Input data: Begin
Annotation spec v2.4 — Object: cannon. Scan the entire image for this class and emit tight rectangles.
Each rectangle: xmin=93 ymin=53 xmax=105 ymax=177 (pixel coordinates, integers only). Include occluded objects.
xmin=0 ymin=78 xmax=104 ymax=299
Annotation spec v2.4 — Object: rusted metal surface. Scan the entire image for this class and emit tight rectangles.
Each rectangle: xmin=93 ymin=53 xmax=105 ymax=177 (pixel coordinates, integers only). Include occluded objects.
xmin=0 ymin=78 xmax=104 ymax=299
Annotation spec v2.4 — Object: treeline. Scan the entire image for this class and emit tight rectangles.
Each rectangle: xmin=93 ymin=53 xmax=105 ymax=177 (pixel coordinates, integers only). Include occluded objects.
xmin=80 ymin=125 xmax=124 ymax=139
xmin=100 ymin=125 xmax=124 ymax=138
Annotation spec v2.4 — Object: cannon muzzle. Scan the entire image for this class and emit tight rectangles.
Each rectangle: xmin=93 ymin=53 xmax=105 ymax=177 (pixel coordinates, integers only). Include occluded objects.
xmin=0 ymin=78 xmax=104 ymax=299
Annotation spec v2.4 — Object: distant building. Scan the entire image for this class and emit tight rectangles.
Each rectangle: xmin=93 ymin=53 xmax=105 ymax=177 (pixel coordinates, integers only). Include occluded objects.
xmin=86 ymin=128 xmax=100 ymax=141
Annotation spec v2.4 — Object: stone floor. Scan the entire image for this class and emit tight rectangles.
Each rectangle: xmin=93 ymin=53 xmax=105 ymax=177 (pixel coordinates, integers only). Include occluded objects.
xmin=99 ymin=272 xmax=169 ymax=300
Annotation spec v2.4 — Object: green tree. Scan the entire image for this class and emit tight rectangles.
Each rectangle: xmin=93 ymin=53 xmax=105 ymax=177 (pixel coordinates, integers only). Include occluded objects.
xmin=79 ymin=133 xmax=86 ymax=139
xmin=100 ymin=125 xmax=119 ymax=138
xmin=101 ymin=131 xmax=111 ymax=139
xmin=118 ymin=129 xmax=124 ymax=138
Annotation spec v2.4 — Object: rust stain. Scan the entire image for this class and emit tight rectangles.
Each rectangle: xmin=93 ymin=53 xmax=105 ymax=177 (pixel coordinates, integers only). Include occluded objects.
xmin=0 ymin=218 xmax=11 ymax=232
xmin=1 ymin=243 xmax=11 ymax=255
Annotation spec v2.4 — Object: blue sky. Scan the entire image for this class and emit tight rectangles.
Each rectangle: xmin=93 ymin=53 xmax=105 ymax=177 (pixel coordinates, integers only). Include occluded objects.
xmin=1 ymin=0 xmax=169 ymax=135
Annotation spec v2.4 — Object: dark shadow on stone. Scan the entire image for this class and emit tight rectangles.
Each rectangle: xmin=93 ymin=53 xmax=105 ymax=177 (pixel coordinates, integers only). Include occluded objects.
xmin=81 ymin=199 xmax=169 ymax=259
Input data: End
Reproduce the data exactly, omitting nothing.

Annotation spec v2.4 — Object: cannon. Scan the entire image for this class and emit tight rectangles.
Each rectangle: xmin=93 ymin=53 xmax=105 ymax=177 (pixel coordinates, integers only). Include occluded objects.
xmin=0 ymin=78 xmax=104 ymax=299
Annotation spec v2.4 — Object: rusted metal surface. Scan the entire image for this class and emit tight rectangles.
Each rectangle: xmin=93 ymin=53 xmax=105 ymax=177 (pixel coordinates, integers only). Include occluded objects.
xmin=0 ymin=78 xmax=104 ymax=299
Annotation spec v2.4 — Object: treeline. Scan the entire image for this class and emit tight rectangles.
Each rectangle: xmin=93 ymin=53 xmax=105 ymax=177 (pixel coordinates, integers only). Include occluded objects.
xmin=80 ymin=125 xmax=124 ymax=139
xmin=100 ymin=125 xmax=124 ymax=138
Annotation spec v2.4 — Object: cannon muzzle. Scan the entire image for this class and emit tight rectangles.
Each rectangle: xmin=93 ymin=53 xmax=105 ymax=177 (pixel coordinates, integers only). Include occluded objects.
xmin=0 ymin=78 xmax=104 ymax=299
Annotation spec v2.4 — Object: distant building. Scan the entire image for this class and emit tight rectangles.
Each rectangle: xmin=93 ymin=53 xmax=105 ymax=177 (pixel coordinates, integers only). Include occluded objects.
xmin=86 ymin=128 xmax=100 ymax=141
Annotation spec v2.4 — Object: stone floor. Scan the entire image for this class and emit tight rectangles.
Each rectangle: xmin=93 ymin=53 xmax=105 ymax=177 (pixel coordinates, integers only). Include occluded objects.
xmin=99 ymin=272 xmax=169 ymax=300
Annotation spec v2.4 — Object: green tree. Scan the entire image for this class and emit tight rectangles.
Each rectangle: xmin=93 ymin=53 xmax=105 ymax=177 (pixel coordinates, integers only). Include occluded objects.
xmin=79 ymin=133 xmax=86 ymax=139
xmin=100 ymin=125 xmax=119 ymax=138
xmin=101 ymin=131 xmax=111 ymax=139
xmin=118 ymin=129 xmax=124 ymax=138
Annotation spec v2.4 — Object: rust stain. Scan the entire image for this class and emit tight rectangles.
Each rectangle: xmin=93 ymin=53 xmax=105 ymax=177 (pixel coordinates, integers only). Include occluded objects.
xmin=0 ymin=218 xmax=11 ymax=232
xmin=1 ymin=243 xmax=11 ymax=255
Annotation spec v2.4 — Object: blue sky. Scan the entire image for this class and emit tight rectangles.
Each rectangle: xmin=93 ymin=53 xmax=105 ymax=177 (pixel coordinates, integers only). Include occluded objects.
xmin=1 ymin=0 xmax=169 ymax=135
Annotation spec v2.4 — Object: dark shadow on stone. Scan the entire image for this class and emit tight rectangles.
Each rectangle: xmin=93 ymin=53 xmax=105 ymax=177 (pixel coordinates, integers only). Include occluded objects.
xmin=81 ymin=199 xmax=169 ymax=259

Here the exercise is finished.